■ WRITTEN TASKS:
A: List every place name that appears in the post on PARAH.
B: Pick up the post on PARAH after its last sentence and carry it forward.

■ ARTICLE:
--
Thursday, February 23, 2012

PARAH or HARAP?


As we were walking towards our car after the last performance of Alfin Sa'at’s PARAH, at Pentas 2 in KLPAC in early February, a friend said about her relative, “My sister won’t get it lah. She’ll say … see, see, see … I told you so!” I guess that would be the reaction of more than a few in the audience. (One person in the audience asked it the book, Interlok, is real.)

 Alfian’s play was like a punch in the stomach, designed to wake one up, to get a grip. But I felt there were many things that were not there. Certainly, the writer and the director would have had to decide what to leave out, or we would have been in Pentas 2 for a week. And as an editor, I understand that the most difficult task a writer faces is what to leave out. This is no criticism of Alfian’s play or Jo Kukathas’s direction -- they both did fantastic jobs, as did the actors. And I liked the way the play was produced in Malay (move out of the way DBP, the language belongs to the people, not to bureaucrats and politicians); English would have sounded so elitist and condescending.

I remember my first awareness of racism. We (my family) used to live in Johor, and we were visiting relatives in Bukit Timah in Singapore. I was sitting with the ‘men’ in the living room, while my mother, sister and my younger brother were in the kitchen. I was about thirteen, I think. My uncle was complaining to Father about his children running around with 'all those Chinese boys'. I dared not breathe. I stole a glance at Father, and saw him keeping a studious silence. He did not say anything apart from a ‘hmm’, which could have been interpreted either as acceptance or rejection.
--
■ RAW DATA:
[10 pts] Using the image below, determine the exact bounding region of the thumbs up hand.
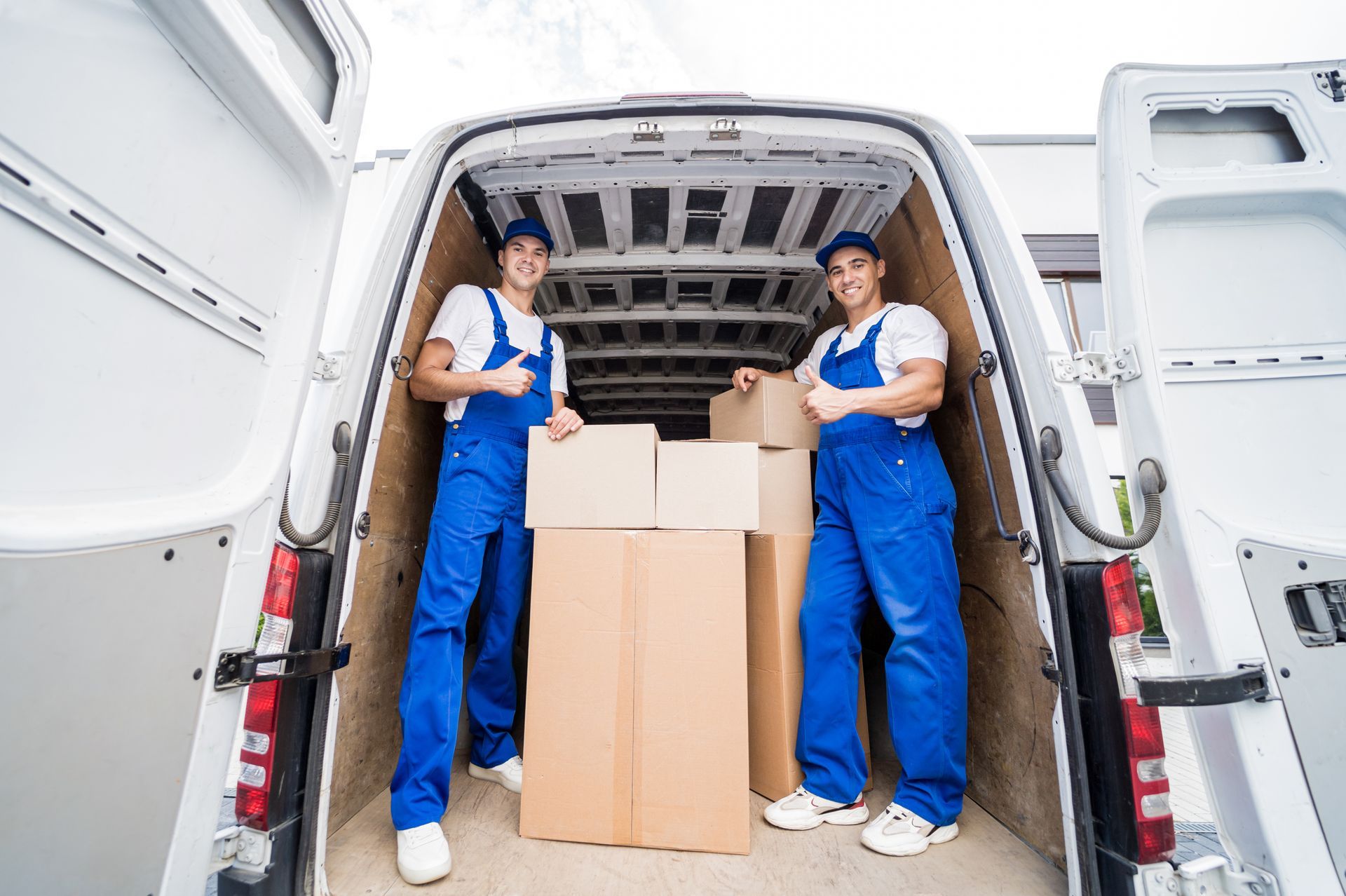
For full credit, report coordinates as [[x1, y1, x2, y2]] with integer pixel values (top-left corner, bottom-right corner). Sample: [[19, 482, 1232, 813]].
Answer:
--
■ REPLIES:
A: Pentas 2, KLPAC, Johor, Bukit Timah, Singapore

B:
I had never kept my Chinese and Malay friends a secret, nor did I try too hard to suppress my over-exuberant teenage hormones. My Chinese friends satisfied my nerdy needs, while my Malay friends -- many of whom were from the Police quarters on Jalan Masjid -- were simply great fun. (We loved music, but we also did many naughty things on the side, but in secret.)

During the drive home, I didn’t know if I was going to ‘get it’. I kept very quiet, trying to be as polite as I possibly could without throwing up. (That might have helped -- or not.) Father did not say a word either -- not in the car, not at home, not for weeks, months or years. He never did.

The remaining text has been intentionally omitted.